*** Exercise text ***

Di-Anne feels strongly that improvements are needed in mental health services for abuse survivors

All names and identifying details have been changed.

Participants have given us permission to share their experiences.

Di-Anne’s childhood experiences of abuse and trauma have left her with lasting mental health issues.

She feels that many professionals have no understanding of the effects of abuse.

Di-Anne’s father was an alcoholic and a very violent man. She describes how the whole family lived in fear of him. 

One abiding memory of her childhood is hugging her younger sisters in their bedroom, as they listened to their mother or one of their brothers being beaten or tortured. 

Di-Anne was sexually abused by her father and she says he did the same to her younger sisters. She told her grandmother, who merely commented she was ‘not surprised’. 

She attended Sunday school, and some time later she told the vicar what her father was doing, but he dismissed her, saying she was ‘just trying to get back’ at her father.

In her late teens, Di-Anne reported the abuse to the police. They took her report seriously and arranged a medical examination. Her father was charged and convicted and received a short prison sentence, but Di-Anne was not kept informed about the prosecution.

*** End of Exercise text ***
*** Information ***

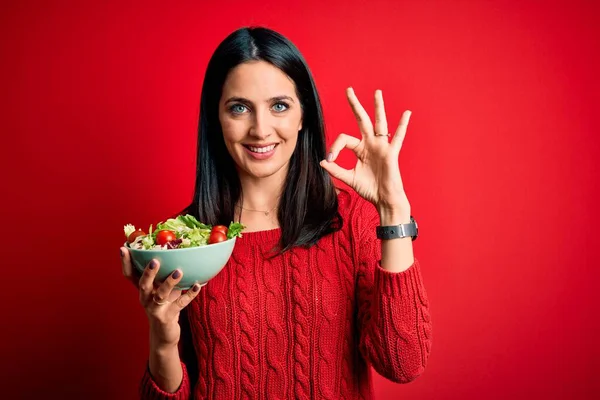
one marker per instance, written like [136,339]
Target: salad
[180,233]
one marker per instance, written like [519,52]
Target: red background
[99,112]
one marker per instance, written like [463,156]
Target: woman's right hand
[161,301]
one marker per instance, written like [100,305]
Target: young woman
[323,283]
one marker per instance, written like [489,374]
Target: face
[260,115]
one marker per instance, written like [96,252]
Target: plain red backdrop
[99,112]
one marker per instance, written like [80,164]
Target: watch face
[416,227]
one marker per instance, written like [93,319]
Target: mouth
[261,149]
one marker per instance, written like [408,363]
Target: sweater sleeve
[149,390]
[393,310]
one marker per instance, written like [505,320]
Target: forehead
[259,80]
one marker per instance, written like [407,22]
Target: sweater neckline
[261,237]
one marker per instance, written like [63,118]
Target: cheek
[232,130]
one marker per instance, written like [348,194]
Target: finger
[146,282]
[398,138]
[344,175]
[343,141]
[185,299]
[380,118]
[364,122]
[164,290]
[131,273]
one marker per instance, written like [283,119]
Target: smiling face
[260,116]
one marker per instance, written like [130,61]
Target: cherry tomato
[216,237]
[220,228]
[164,237]
[133,235]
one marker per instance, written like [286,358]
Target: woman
[311,295]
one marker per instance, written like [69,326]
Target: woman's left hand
[376,175]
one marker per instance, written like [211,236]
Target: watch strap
[398,231]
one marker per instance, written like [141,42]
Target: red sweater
[306,324]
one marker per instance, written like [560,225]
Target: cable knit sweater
[306,324]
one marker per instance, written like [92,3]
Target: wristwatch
[399,231]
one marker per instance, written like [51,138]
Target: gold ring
[161,302]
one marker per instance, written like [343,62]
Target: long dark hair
[308,207]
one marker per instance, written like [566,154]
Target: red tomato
[164,237]
[216,237]
[220,228]
[134,235]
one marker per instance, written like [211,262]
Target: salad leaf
[235,229]
[129,229]
[148,242]
[197,237]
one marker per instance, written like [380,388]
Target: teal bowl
[198,264]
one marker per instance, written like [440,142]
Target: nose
[260,128]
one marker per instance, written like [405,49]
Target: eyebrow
[272,99]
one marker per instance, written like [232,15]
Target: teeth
[261,149]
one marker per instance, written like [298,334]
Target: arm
[393,316]
[166,376]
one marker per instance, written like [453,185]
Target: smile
[261,152]
[264,149]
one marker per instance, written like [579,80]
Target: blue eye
[237,108]
[280,107]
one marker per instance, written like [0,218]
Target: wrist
[392,217]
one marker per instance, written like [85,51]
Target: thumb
[338,172]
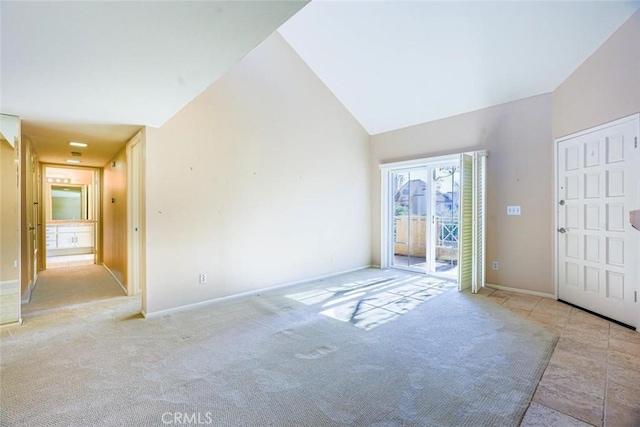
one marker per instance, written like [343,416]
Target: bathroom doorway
[71,216]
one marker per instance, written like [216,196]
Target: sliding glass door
[424,218]
[446,218]
[433,217]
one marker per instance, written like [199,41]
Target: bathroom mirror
[68,202]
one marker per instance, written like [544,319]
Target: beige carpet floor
[450,359]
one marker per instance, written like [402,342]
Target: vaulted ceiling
[397,64]
[97,71]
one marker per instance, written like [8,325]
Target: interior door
[597,247]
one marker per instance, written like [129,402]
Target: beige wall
[605,87]
[29,219]
[519,172]
[8,212]
[9,219]
[114,216]
[261,180]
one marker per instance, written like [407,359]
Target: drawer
[75,228]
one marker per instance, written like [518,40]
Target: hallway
[64,288]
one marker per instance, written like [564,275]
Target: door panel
[597,247]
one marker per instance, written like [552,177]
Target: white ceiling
[397,64]
[113,64]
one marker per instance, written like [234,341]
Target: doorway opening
[71,214]
[433,217]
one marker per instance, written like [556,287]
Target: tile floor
[593,377]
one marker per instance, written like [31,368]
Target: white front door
[597,247]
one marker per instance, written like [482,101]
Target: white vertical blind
[465,228]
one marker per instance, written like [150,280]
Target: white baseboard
[520,291]
[248,293]
[117,280]
[10,302]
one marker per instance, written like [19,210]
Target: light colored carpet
[453,360]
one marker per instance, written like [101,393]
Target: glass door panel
[418,220]
[400,243]
[445,205]
[410,218]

*** End of Information ***

**Aim of the task:**
Quote word for word everything in the account of Di-Anne from "Di-Anne’s father was" down to "was ‘not surprised’.". The saved entries are material separate from the account of Di-Anne.

**Solution to this task:**
Di-Anne’s father was an alcoholic and a very violent man. She describes how the whole family lived in fear of him. 

One abiding memory of her childhood is hugging her younger sisters in their bedroom, as they listened to their mother or one of their brothers being beaten or tortured. 

Di-Anne was sexually abused by her father and she says he did the same to her younger sisters. She told her grandmother, who merely commented she was ‘not surprised’.